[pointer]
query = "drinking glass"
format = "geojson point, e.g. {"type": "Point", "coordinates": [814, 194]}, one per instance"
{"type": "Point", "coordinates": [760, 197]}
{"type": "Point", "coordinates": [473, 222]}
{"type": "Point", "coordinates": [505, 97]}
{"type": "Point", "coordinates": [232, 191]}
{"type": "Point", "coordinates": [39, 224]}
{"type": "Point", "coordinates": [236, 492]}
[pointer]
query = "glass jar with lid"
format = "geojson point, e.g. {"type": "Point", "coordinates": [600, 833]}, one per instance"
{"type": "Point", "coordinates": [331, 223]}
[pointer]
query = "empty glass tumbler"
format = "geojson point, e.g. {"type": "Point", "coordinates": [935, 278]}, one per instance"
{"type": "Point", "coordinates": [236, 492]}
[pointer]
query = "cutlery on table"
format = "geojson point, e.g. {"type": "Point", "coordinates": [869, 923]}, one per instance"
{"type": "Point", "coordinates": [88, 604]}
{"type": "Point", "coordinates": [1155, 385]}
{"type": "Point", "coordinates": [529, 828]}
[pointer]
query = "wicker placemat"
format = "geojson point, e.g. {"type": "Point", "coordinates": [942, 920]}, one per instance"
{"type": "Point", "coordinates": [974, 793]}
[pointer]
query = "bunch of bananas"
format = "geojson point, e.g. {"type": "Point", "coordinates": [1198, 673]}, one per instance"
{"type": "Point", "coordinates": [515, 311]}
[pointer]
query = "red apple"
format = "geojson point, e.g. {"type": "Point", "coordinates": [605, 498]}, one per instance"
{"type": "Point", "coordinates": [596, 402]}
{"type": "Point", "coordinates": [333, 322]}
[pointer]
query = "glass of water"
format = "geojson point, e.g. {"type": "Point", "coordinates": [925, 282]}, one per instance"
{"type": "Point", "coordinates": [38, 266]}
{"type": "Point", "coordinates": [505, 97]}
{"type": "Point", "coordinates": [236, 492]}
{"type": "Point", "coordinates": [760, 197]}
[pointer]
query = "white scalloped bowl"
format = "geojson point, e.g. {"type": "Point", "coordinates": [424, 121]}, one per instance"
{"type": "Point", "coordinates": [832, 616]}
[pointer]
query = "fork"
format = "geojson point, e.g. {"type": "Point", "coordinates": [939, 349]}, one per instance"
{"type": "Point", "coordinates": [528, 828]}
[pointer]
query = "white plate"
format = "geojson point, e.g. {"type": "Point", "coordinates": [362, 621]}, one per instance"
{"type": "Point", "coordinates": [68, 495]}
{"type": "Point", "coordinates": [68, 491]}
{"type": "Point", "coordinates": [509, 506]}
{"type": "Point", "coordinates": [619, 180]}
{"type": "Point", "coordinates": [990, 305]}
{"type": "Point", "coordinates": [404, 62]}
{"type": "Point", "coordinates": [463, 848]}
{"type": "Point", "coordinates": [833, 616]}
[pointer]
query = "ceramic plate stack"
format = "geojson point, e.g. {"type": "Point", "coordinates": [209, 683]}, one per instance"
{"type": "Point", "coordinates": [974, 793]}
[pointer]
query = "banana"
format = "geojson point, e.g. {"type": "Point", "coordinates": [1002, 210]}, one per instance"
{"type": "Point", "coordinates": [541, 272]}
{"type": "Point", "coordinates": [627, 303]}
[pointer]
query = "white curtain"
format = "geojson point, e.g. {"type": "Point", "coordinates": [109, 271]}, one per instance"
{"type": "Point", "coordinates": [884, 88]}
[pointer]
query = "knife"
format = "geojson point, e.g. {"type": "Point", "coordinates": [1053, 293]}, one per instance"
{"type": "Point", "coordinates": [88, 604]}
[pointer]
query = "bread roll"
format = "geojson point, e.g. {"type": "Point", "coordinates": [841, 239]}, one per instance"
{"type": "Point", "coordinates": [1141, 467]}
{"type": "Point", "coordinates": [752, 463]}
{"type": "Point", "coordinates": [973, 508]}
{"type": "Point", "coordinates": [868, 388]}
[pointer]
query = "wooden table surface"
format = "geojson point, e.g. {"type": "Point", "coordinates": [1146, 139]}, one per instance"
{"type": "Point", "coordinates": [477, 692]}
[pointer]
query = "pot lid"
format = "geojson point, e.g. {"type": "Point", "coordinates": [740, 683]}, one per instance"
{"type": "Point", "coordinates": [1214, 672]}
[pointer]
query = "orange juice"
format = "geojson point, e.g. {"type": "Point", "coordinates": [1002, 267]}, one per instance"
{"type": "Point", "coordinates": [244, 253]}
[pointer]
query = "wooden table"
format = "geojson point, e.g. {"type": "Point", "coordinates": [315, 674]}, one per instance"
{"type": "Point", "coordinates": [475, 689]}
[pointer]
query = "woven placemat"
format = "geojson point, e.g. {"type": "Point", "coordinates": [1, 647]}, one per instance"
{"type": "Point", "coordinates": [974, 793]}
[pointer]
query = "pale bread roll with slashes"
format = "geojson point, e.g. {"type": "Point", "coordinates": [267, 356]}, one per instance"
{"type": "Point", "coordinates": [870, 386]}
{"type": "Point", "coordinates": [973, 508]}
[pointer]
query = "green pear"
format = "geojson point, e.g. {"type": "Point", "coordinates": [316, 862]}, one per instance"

---*---

Prompt
Each record above, from first to last, should be written out again exactly.

The completed task
[pointer]
query = "drinking glass"
format = "geojson point, e.g. {"type": "Point", "coordinates": [814, 194]}, one per instance"
{"type": "Point", "coordinates": [760, 197]}
{"type": "Point", "coordinates": [473, 222]}
{"type": "Point", "coordinates": [505, 97]}
{"type": "Point", "coordinates": [232, 191]}
{"type": "Point", "coordinates": [39, 224]}
{"type": "Point", "coordinates": [236, 492]}
[pointer]
query = "glass jar with lid"
format = "geojson point, e.g. {"type": "Point", "coordinates": [600, 833]}, one per instance"
{"type": "Point", "coordinates": [331, 223]}
[pointer]
query = "empty glass tumbler"
format = "geojson point, e.g. {"type": "Point", "coordinates": [935, 278]}, one per instance"
{"type": "Point", "coordinates": [236, 492]}
[pointer]
query = "cutlery on table"
format = "geojson point, e.g. {"type": "Point", "coordinates": [869, 923]}, one per instance"
{"type": "Point", "coordinates": [88, 604]}
{"type": "Point", "coordinates": [1155, 385]}
{"type": "Point", "coordinates": [529, 828]}
[pointer]
query = "wicker placemat"
format = "geojson point, e.g. {"type": "Point", "coordinates": [942, 920]}, one per instance"
{"type": "Point", "coordinates": [974, 793]}
[pointer]
query = "bunch of bananas"
format = "geojson point, e.g. {"type": "Point", "coordinates": [1198, 673]}, one per instance"
{"type": "Point", "coordinates": [515, 311]}
[pointer]
query = "red apple"
format = "geojson point, e.g. {"type": "Point", "coordinates": [605, 498]}, one per instance"
{"type": "Point", "coordinates": [596, 402]}
{"type": "Point", "coordinates": [333, 322]}
[pointer]
query = "glass of water"
format = "geojson point, e.g. {"type": "Point", "coordinates": [925, 282]}, one per instance"
{"type": "Point", "coordinates": [38, 266]}
{"type": "Point", "coordinates": [505, 97]}
{"type": "Point", "coordinates": [236, 492]}
{"type": "Point", "coordinates": [760, 197]}
[pointer]
query = "white scalloped bowl"
format = "geojson point, e.g. {"type": "Point", "coordinates": [424, 121]}, one per instance"
{"type": "Point", "coordinates": [832, 616]}
[pointer]
query = "fork"
format = "geojson point, e.g. {"type": "Point", "coordinates": [939, 349]}, one per instance"
{"type": "Point", "coordinates": [528, 828]}
[pointer]
query = "white plate"
format = "geojson point, e.g. {"type": "Point", "coordinates": [362, 621]}, one per instance"
{"type": "Point", "coordinates": [68, 495]}
{"type": "Point", "coordinates": [68, 491]}
{"type": "Point", "coordinates": [509, 506]}
{"type": "Point", "coordinates": [619, 180]}
{"type": "Point", "coordinates": [990, 305]}
{"type": "Point", "coordinates": [404, 62]}
{"type": "Point", "coordinates": [463, 848]}
{"type": "Point", "coordinates": [833, 616]}
[pointer]
query = "ceramic plate stack"
format = "geojson point, e.g. {"type": "Point", "coordinates": [209, 683]}, one per instance"
{"type": "Point", "coordinates": [974, 793]}
[pointer]
query = "banana"
format = "geojson point, e.g. {"type": "Point", "coordinates": [1002, 210]}, one per instance"
{"type": "Point", "coordinates": [541, 272]}
{"type": "Point", "coordinates": [627, 303]}
[pointer]
query = "white curtain"
format = "geojson point, e.g. {"type": "Point", "coordinates": [109, 271]}, one per instance"
{"type": "Point", "coordinates": [884, 88]}
[pointer]
query = "knife"
format = "geojson point, e.g. {"type": "Point", "coordinates": [1053, 293]}, one per instance"
{"type": "Point", "coordinates": [88, 604]}
[pointer]
query = "bread roll"
format = "geojson point, e.g. {"type": "Point", "coordinates": [841, 239]}, one per instance"
{"type": "Point", "coordinates": [1141, 467]}
{"type": "Point", "coordinates": [752, 463]}
{"type": "Point", "coordinates": [973, 508]}
{"type": "Point", "coordinates": [868, 388]}
[pointer]
query = "wooden table surface"
format = "geojson point, e.g. {"type": "Point", "coordinates": [1146, 139]}, one per instance"
{"type": "Point", "coordinates": [477, 692]}
[pointer]
query = "pot lid"
format = "geojson point, e.g. {"type": "Point", "coordinates": [740, 683]}, one per instance"
{"type": "Point", "coordinates": [1214, 672]}
[pointer]
query = "orange juice"
format = "geojson point, e.g. {"type": "Point", "coordinates": [1002, 267]}, one per instance"
{"type": "Point", "coordinates": [244, 253]}
[pointer]
query = "wooden table"
format = "geojson point, e.g. {"type": "Point", "coordinates": [315, 674]}, one per instance"
{"type": "Point", "coordinates": [475, 689]}
[pointer]
query = "woven placemat"
format = "geojson point, e.g. {"type": "Point", "coordinates": [1, 647]}, one per instance"
{"type": "Point", "coordinates": [974, 793]}
[pointer]
query = "pale bread roll with slashes"
format = "geojson point, e.g. {"type": "Point", "coordinates": [267, 356]}, one per instance"
{"type": "Point", "coordinates": [870, 386]}
{"type": "Point", "coordinates": [973, 508]}
[pointer]
query = "green pear"
format = "geojson point, e.g. {"type": "Point", "coordinates": [316, 862]}, one per instance"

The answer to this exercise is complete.